## WHAT YOU SHOULD DO
Please retype the data in full and exactly; the pictures are not part of the copy.

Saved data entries
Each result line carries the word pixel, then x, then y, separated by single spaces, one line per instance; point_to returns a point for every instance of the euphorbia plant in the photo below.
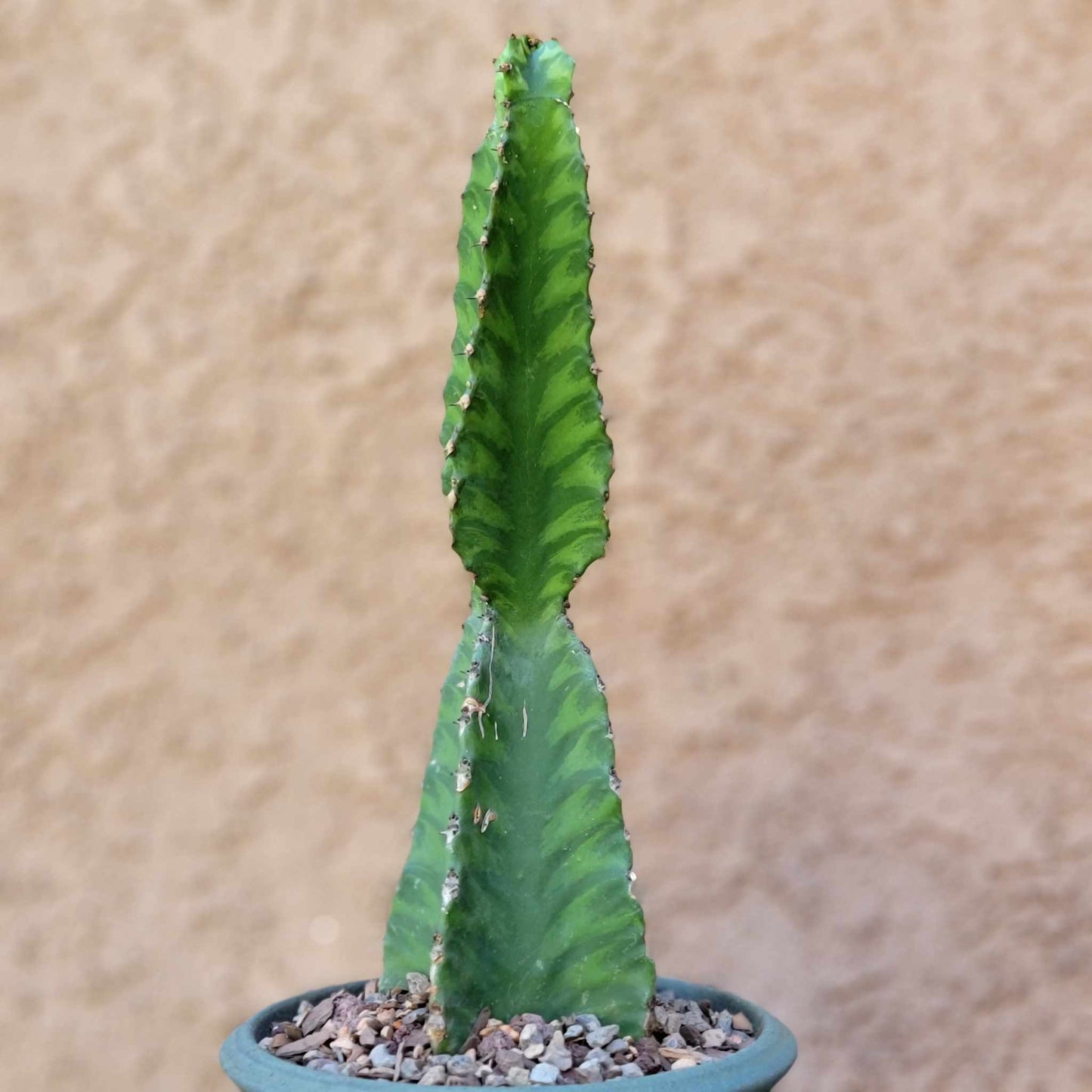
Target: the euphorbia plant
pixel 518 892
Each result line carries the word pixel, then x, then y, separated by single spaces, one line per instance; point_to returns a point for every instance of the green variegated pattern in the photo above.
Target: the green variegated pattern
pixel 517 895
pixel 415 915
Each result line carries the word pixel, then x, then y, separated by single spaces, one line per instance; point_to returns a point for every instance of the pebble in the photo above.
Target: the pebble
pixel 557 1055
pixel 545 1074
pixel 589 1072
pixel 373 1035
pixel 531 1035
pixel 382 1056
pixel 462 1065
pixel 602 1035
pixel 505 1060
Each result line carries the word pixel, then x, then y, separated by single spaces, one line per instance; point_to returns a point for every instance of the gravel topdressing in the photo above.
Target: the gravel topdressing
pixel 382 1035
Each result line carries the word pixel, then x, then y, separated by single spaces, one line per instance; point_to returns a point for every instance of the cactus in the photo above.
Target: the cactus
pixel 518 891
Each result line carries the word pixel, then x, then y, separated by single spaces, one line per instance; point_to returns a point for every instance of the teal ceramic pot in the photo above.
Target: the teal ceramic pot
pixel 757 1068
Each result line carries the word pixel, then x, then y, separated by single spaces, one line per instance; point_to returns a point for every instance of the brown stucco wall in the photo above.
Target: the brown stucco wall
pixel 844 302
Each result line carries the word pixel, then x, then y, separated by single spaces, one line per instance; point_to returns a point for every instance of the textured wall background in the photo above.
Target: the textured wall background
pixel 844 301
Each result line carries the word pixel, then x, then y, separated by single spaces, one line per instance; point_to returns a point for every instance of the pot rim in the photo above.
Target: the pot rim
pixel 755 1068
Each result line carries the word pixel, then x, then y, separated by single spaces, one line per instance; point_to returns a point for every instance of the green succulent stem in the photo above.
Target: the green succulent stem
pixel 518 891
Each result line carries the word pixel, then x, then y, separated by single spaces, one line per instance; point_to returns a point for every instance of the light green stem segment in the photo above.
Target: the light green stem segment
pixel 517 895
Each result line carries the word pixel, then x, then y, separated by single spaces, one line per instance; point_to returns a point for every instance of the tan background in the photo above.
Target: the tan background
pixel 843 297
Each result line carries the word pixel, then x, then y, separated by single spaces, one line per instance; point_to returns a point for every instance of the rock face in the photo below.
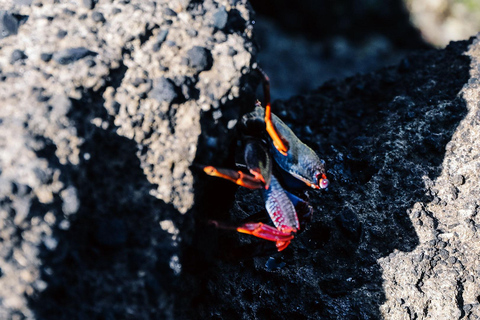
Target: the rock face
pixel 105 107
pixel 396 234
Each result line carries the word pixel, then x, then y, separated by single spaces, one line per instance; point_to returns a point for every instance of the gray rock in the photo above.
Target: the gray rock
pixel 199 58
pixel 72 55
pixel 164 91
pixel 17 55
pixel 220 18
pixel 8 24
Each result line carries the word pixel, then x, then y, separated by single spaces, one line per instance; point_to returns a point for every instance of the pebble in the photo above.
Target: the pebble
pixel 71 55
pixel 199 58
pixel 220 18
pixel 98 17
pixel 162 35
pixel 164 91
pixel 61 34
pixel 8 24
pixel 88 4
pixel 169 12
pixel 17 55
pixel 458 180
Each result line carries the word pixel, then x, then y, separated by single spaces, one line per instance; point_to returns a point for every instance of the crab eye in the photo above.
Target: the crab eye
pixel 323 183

## TASK RESPONSE
Each result line carries the word pixel, then x, then y, separated by single spaces, one line per instance; point_to returns a point for every instance of the euphorbia plant in the photo below.
Target: the euphorbia plant
pixel 518 892
Each result line carries the word pixel, then x, then y, separated by single spaces, one line per instance; point_to returns a point for every instance of the green variegated pattern in the photo above.
Target: the green variegated pattern
pixel 517 895
pixel 415 915
Each result line carries the word pixel, then x, then y, separated by single spaces, one line per instance; point_to returns a point for every instance of the pebble in the photo above.
Target: the pebble
pixel 557 1055
pixel 545 1074
pixel 589 1072
pixel 373 1035
pixel 531 1035
pixel 382 1056
pixel 462 1065
pixel 602 1035
pixel 505 1060
Each result line carries the word pixel, then x, then y, separated by single spaces, one line per instance; point_to returns a point for every instance of the gravel topdressing in the photo above.
Target: the gravel topdressing
pixel 382 1035
Each result line carries the word pixel, then x, then y, separated by single spaces, one line per instance; point_to returns a point for every instance of the cactus in the photo above.
Target: the cactus
pixel 518 891
Each result line carries the word pixel, then x, then y, separated by single spaces, one line per instance; point_to returns a point for every instance of the teal ceramic pot in the photo above.
Target: the teal ceramic pot
pixel 757 1068
Each result line carries the word pixel, then x, then y, separated by single spaces, one line per instance; point_to returns a point for every instance of the brown stucco wall in the photo above.
Target: the brown stucco wall
pixel 844 302
Each result line carries the word pixel, then x, then y, separated by single spaces, one line per instance; point_to returns a point for every instance of the textured wall background in the photo above.
Target: the textured wall background
pixel 844 301
Each result line carries the word pixel, then x, then y, separated by single spaces, one line per instance; point_to returns a point for every instance of the pot rim in the photo above.
Target: the pot rim
pixel 755 1068
Each result line carries the word pixel, then x, then y, separated by single spaces, one line per instance; point_to returns a point for every instance of the green succulent stem in the photo above.
Target: the green succulent stem
pixel 518 891
Each result line carries the word pixel, then x, then y, separated by single spaces, one line per instance; point_to returns a point for every instance of the light green stem segment in the photo above.
Target: the light green stem segment
pixel 517 895
Each result line carries the word pixel, then x, then y, separated by single spaces, one line per instance; point_to returns a point for every instance of the tan background in the photo above.
Target: the tan background
pixel 843 297
Each result line carries the word pixel, then x, then y, separated by single spaces, one line per instance; point_to returns a point for every instance of the rock face in the photo below.
Target: the rock face
pixel 105 107
pixel 396 234
Each result line carries the word pixel, then x, then y, separated by single spaces, one line per instance; point_to returns a point for every instance of the gray rock in the photo above.
Target: the gray rock
pixel 199 58
pixel 72 55
pixel 164 91
pixel 17 55
pixel 220 18
pixel 8 24
Each result line carries the word pixel, then x, then y, separated by single spaces, one line per instance; point_to returns a point for every instance of the pebble in the photo above.
Target: the pebble
pixel 71 55
pixel 199 58
pixel 220 18
pixel 98 17
pixel 162 35
pixel 164 91
pixel 61 34
pixel 8 24
pixel 88 4
pixel 169 12
pixel 17 55
pixel 458 180
Each result line carries the word pixel, then x, then y, separated by single spaces, one line per instance; point_to returns a point for every instance of the crab eye in the photo above.
Target: the crab eye
pixel 323 183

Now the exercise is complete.